→ Challenge
Could you rewrite the entries from the line that has "I would be grateful if you could tag the nike" through the last entry, swapping "Pins" for "Points" and leaving everything else as is?

******

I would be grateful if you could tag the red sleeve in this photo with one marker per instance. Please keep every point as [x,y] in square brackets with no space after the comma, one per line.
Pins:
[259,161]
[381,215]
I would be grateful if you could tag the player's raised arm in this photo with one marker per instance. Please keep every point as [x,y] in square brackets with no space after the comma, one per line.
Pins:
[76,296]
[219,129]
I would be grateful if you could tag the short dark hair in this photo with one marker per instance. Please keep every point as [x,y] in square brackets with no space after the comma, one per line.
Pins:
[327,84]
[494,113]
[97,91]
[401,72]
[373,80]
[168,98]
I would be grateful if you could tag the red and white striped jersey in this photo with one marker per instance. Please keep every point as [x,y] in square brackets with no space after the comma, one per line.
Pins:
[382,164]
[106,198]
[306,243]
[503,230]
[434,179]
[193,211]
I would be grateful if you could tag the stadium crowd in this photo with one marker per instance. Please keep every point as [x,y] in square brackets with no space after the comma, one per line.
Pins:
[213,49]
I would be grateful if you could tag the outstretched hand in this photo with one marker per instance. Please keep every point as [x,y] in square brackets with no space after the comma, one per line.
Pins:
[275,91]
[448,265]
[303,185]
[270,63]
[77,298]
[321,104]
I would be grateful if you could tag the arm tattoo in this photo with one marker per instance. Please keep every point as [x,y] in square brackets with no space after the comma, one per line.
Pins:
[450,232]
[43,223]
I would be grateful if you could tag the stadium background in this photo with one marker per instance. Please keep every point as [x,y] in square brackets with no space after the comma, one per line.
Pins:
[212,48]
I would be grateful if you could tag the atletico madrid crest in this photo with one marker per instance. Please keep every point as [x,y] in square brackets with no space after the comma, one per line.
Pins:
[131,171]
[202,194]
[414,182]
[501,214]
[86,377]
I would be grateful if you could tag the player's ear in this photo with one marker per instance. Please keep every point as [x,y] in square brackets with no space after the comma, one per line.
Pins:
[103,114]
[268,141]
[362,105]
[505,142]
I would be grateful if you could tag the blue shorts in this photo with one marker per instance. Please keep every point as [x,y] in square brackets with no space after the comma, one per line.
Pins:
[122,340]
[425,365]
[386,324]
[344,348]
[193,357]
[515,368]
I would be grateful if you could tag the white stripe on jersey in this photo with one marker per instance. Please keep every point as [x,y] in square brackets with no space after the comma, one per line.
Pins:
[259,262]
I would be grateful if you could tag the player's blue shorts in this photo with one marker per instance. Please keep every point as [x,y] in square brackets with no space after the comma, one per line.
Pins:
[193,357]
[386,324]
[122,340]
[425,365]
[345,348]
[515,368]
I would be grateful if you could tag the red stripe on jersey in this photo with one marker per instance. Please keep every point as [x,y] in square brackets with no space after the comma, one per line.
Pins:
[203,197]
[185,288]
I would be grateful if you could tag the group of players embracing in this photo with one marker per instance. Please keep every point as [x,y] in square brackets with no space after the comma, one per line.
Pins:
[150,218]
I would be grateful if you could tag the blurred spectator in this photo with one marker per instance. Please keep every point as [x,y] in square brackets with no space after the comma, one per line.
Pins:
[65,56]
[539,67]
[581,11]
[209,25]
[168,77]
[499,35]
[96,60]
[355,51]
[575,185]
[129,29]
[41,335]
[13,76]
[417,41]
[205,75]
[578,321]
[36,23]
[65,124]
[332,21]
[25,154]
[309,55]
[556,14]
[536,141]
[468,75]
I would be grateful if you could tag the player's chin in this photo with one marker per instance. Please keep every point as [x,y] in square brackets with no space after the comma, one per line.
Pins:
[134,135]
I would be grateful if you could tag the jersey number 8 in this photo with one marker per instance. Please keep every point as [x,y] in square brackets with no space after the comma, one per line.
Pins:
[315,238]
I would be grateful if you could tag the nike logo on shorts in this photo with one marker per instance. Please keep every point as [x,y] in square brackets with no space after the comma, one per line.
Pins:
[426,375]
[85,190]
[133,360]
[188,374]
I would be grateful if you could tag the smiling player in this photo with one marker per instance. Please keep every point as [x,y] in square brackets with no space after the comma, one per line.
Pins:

******

→ Problem solution
I would be grateful if you could tag the nike logo on shorts in this photo with one marker per instance. Please keep every point as [x,y] in square brackets with no space after the comma, one per line.
Points:
[426,375]
[85,190]
[133,360]
[188,374]
I would be grateful if you could tag the smiling player in this photo with one marker per instance. Please keep every point as [x,y] in square brackets with no space after the comma, one per line.
Points:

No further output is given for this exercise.